((
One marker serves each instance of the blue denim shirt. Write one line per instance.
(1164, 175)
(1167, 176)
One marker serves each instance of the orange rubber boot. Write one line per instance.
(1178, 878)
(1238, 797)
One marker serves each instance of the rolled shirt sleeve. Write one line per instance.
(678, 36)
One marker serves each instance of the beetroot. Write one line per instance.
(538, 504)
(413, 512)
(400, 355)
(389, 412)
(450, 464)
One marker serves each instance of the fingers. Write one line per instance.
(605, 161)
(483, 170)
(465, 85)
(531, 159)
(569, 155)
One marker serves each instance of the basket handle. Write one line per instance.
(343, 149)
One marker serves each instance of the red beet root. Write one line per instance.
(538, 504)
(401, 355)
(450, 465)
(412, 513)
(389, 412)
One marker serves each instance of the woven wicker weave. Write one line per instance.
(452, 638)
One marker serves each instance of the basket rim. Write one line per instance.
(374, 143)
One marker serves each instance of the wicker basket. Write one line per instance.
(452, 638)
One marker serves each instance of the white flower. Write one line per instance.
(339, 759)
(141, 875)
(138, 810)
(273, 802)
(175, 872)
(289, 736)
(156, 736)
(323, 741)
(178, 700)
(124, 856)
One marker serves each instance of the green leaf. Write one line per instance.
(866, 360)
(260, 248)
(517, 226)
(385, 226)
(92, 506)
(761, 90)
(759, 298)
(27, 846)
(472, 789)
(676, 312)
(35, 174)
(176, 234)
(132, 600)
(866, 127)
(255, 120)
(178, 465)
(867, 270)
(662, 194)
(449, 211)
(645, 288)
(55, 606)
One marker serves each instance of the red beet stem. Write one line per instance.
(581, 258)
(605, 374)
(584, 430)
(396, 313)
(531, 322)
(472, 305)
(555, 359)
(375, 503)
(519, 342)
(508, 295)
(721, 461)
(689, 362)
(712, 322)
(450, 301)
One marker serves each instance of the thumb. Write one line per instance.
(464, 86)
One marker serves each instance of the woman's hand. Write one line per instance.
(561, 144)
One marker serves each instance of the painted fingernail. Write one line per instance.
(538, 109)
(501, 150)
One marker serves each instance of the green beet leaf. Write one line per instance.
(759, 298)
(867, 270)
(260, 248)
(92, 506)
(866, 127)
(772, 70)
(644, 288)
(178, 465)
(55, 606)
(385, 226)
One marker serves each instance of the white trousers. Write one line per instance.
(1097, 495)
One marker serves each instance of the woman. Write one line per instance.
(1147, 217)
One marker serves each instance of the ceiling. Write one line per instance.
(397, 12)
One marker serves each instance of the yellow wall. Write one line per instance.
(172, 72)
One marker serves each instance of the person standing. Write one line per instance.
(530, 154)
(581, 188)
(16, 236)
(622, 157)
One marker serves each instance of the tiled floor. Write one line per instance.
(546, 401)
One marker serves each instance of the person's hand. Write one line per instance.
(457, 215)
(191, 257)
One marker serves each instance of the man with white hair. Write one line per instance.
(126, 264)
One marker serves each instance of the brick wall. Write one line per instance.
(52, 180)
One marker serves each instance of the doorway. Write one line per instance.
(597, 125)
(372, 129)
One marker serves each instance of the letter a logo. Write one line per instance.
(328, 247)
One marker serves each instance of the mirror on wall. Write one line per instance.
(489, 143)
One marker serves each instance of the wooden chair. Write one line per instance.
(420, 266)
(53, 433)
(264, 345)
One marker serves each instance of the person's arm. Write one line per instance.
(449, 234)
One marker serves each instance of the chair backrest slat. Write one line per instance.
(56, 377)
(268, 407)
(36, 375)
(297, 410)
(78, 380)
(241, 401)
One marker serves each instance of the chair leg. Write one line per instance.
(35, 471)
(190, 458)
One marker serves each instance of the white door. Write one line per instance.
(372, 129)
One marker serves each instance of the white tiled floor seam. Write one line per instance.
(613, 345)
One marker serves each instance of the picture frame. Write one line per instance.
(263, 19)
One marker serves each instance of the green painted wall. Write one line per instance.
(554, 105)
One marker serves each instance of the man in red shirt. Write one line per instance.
))
> What is required
Your task is to give the records above again, exactly.

> Solution below
One marker serves each instance of the blue denim shirt. Write one line per instance.
(1164, 175)
(1167, 176)
One marker serves each instance of the orange rubber boot. Write one line per instance.
(1178, 878)
(1238, 797)
One marker serves each instance of the rolled shirt sleeve. Write one line per instance.
(678, 36)
One marker serves each instance of the beetroot. Write one line per instance.
(538, 504)
(413, 512)
(400, 355)
(389, 412)
(450, 464)
One marker serves each instance of the fingers. Write one line per instance.
(605, 161)
(483, 170)
(465, 85)
(531, 159)
(569, 155)
One marker serves each instance of the basket handle. Write one line per instance.
(343, 149)
One marker serves each instance of the red beet root. Write one line per instance.
(538, 504)
(401, 355)
(450, 465)
(412, 513)
(389, 412)
One marker serves each instance of the woven wicker weave. Write one line per instance.
(452, 638)
One marker serves each instance of the basket rim. Write one line per instance.
(374, 143)
One marker serves each instance of the wicker basket. Write one line per instance.
(452, 638)
One marker serves each instance of the white flower. Write one line per instance.
(339, 759)
(141, 875)
(138, 810)
(273, 802)
(175, 872)
(289, 736)
(156, 736)
(323, 741)
(178, 700)
(124, 856)
One marker serves each instance of the green leaf. Write one line per instance.
(866, 360)
(260, 248)
(517, 226)
(385, 226)
(92, 506)
(761, 90)
(759, 298)
(27, 846)
(472, 789)
(676, 312)
(35, 174)
(176, 234)
(132, 600)
(866, 127)
(255, 120)
(178, 465)
(867, 270)
(662, 194)
(449, 211)
(645, 288)
(55, 606)
One marker serves each instance of the red beet stem. Write one line per instance.
(581, 258)
(605, 374)
(584, 430)
(396, 313)
(531, 322)
(472, 305)
(555, 359)
(375, 503)
(519, 342)
(508, 295)
(721, 461)
(689, 362)
(712, 322)
(450, 301)
One marker serves each instance of the thumb. Write one line per instance.
(464, 86)
One marker serves each instance of the woman's hand. Write one line per instance.
(561, 144)
One marker serves each instance of the painted fingernail. Write one line per instance.
(538, 109)
(501, 150)
One marker serves each instance of the green beet leaf. Write one line per instance.
(759, 298)
(867, 270)
(260, 248)
(92, 506)
(866, 127)
(772, 70)
(644, 288)
(178, 465)
(55, 606)
(385, 226)
One marker serves each instance of the white trousers. Write one line per instance.
(1097, 495)
One marker serves each instance of the woman. Write one line per instance.
(1147, 217)
One marker serves each instance of the ceiling. Write one line per instance.
(397, 12)
One marker serves each instance of the yellow wall. Write one line per instance.
(172, 72)
One marker serves each instance of the person standing. Write one line per instance.
(530, 154)
(581, 188)
(16, 236)
(622, 157)
One marker serves each instance of the tiled floor. Write one line per instance.
(546, 401)
One marker serves each instance of the person's hand. Write one line per instance.
(457, 215)
(191, 257)
One marker serves each instance of the man with white hair. Write one line per instance.
(126, 264)
One marker serves each instance of the brick wall. Write one line per instance.
(52, 180)
One marker serves each instance of the doorway. Write one line per instance.
(597, 125)
(372, 129)
One marker serves each instance of the letter a logo. Write one line per instance.
(328, 247)
One marker serves each instance of the mirror on wall. Write one line per instance.
(489, 143)
One marker serves each instance of the wooden chair. Write one line per instance.
(420, 266)
(53, 433)
(264, 345)
One marker serves each instance of the person's arm. Write one line per instance.
(449, 234)
One marker serves each instance of the chair backrest slat. Write one line per instance.
(56, 377)
(268, 407)
(36, 375)
(297, 410)
(78, 380)
(241, 401)
One marker serves each instance of the chair leg. Write one line per instance.
(35, 471)
(190, 458)
One marker serves each instance of the white door. Write one line per instance.
(372, 129)
One marker serves each instance of the white tiled floor seam. Write one line per instance.
(613, 345)
One marker serves each instance of the picture frame. Write one line per instance.
(263, 19)
One marker serves each instance of the green painted wall. Write one line per instance.
(554, 105)
One marker serves each instance of the man in red shirt. Write one line per instance.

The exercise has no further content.